§ DESCRIPTION OF THE TASK: Taking the data below line by line, count those that include the word "knife" and report the number alone.

= = = = = = =

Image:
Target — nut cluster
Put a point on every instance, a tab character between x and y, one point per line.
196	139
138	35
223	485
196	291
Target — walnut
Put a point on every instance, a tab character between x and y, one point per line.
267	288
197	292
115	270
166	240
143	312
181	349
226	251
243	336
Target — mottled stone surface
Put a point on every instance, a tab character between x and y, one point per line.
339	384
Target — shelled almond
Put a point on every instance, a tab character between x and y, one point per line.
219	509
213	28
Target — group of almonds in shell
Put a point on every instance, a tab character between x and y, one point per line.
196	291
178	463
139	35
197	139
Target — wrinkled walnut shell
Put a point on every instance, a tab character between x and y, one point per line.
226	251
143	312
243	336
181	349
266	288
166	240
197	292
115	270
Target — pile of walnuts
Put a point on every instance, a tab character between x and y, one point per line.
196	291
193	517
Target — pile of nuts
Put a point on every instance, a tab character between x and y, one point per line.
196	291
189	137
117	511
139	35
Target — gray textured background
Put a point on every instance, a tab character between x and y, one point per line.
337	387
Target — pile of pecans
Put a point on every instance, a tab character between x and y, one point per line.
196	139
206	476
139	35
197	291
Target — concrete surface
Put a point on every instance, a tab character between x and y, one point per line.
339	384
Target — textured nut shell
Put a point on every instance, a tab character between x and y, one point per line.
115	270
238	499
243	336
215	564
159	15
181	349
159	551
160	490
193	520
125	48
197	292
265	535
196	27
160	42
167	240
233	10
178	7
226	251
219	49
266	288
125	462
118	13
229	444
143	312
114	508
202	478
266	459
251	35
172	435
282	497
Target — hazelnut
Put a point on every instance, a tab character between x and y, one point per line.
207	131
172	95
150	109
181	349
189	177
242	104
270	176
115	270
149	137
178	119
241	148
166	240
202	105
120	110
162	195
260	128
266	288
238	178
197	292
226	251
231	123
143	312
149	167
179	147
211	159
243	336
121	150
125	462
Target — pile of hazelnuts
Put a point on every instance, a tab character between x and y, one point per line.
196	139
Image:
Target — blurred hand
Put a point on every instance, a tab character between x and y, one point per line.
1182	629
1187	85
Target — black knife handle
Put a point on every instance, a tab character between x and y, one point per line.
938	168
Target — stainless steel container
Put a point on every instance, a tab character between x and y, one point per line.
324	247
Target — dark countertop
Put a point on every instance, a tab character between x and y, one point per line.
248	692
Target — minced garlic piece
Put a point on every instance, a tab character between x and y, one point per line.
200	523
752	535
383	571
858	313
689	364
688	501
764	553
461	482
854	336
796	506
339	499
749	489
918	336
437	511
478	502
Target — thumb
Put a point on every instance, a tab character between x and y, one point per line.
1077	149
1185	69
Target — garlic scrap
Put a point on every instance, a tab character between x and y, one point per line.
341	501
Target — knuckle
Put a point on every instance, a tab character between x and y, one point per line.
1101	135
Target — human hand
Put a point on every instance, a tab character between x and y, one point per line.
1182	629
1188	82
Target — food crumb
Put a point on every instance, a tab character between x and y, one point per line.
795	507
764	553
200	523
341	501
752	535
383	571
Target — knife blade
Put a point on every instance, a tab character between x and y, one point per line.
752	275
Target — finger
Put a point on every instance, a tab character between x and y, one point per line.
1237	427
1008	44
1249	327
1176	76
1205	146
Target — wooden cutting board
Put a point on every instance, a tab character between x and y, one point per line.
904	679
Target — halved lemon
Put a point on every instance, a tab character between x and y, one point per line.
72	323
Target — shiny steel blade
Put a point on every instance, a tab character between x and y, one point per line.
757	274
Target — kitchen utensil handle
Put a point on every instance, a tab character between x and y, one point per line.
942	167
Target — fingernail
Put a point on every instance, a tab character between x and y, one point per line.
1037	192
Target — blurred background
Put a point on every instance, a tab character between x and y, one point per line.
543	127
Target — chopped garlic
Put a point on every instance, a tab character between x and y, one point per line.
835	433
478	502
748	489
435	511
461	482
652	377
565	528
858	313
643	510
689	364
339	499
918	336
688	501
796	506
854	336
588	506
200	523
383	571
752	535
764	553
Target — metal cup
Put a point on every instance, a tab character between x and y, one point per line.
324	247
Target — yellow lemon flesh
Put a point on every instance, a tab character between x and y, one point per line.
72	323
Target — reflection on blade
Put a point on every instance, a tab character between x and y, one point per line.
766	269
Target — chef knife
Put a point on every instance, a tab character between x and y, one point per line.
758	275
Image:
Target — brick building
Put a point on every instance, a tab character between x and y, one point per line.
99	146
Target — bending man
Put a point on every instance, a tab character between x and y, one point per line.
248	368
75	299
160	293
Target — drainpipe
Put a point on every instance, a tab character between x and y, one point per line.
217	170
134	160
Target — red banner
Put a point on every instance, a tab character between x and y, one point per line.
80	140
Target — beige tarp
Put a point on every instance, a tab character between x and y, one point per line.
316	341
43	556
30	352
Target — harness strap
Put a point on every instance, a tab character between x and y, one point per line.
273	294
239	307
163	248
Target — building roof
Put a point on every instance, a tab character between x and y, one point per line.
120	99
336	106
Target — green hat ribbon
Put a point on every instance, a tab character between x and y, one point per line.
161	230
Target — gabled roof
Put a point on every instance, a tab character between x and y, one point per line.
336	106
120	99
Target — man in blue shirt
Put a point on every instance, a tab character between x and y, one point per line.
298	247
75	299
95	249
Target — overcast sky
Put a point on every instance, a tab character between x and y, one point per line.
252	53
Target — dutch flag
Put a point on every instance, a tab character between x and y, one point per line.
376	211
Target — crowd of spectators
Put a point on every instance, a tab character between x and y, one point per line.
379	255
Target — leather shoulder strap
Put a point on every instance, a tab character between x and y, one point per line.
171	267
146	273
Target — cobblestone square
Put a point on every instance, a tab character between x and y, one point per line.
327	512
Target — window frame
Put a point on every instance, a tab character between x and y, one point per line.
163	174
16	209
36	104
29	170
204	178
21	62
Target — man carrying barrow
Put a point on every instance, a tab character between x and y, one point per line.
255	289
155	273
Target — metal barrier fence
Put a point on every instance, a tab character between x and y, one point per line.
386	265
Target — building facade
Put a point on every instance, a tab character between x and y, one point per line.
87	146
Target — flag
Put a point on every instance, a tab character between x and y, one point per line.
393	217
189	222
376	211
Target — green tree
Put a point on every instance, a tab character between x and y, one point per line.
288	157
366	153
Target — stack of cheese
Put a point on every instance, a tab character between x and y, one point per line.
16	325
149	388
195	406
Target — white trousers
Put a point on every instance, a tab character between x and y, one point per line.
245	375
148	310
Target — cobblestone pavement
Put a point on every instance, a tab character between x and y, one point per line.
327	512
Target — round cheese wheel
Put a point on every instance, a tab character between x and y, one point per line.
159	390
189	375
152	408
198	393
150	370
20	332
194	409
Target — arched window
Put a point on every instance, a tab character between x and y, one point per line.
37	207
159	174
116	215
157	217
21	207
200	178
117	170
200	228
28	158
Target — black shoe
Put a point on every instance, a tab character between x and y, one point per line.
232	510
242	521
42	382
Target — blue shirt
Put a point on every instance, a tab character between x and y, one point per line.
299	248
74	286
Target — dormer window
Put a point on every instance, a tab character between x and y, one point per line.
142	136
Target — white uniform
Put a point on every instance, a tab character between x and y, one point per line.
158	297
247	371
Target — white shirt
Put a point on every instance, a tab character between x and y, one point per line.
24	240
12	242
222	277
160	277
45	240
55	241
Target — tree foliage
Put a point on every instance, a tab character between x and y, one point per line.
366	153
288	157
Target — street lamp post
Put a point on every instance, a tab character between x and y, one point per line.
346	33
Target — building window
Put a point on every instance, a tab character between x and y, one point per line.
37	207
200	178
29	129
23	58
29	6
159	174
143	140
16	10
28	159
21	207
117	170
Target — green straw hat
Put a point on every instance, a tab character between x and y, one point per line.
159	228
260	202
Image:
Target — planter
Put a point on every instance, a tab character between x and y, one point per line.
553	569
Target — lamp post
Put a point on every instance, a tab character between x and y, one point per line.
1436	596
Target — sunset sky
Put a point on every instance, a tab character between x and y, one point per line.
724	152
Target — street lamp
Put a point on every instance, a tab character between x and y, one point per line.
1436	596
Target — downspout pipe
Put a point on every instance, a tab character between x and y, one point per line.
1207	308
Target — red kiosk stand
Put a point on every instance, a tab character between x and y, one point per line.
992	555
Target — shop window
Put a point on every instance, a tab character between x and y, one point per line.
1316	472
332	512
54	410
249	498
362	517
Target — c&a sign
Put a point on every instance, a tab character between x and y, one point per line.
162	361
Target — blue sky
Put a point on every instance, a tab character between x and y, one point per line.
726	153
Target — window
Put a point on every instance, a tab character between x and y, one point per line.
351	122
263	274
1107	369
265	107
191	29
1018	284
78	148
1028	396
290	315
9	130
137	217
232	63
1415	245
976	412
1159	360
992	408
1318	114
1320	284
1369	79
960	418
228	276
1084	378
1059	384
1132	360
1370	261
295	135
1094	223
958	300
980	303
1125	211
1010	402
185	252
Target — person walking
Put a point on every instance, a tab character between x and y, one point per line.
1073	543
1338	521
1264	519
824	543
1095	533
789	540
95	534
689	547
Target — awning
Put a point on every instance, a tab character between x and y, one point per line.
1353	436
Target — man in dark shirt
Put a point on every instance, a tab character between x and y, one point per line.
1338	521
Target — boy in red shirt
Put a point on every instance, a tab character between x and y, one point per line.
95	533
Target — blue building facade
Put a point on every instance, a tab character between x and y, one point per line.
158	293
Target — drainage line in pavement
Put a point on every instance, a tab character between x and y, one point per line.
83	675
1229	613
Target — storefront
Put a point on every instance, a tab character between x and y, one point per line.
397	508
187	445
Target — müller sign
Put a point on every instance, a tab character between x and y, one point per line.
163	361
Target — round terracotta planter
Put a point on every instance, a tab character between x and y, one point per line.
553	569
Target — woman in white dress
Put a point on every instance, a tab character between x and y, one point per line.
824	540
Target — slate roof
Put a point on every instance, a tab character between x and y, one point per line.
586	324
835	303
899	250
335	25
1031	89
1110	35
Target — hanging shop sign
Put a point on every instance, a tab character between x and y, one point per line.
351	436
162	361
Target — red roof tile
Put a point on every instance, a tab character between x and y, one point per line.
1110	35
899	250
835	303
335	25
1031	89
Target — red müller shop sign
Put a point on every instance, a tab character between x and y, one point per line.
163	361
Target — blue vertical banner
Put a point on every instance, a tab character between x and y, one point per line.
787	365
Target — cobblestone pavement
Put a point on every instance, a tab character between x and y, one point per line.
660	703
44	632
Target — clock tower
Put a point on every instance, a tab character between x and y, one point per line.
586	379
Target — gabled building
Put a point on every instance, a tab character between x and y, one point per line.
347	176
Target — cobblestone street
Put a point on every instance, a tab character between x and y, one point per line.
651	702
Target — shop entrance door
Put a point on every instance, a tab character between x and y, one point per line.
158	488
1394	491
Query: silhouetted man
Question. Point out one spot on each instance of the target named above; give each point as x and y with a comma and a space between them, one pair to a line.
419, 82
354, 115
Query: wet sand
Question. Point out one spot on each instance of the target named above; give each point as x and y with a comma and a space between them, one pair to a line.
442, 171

= = = = = = =

§ PROBLEM SOLUTION: 3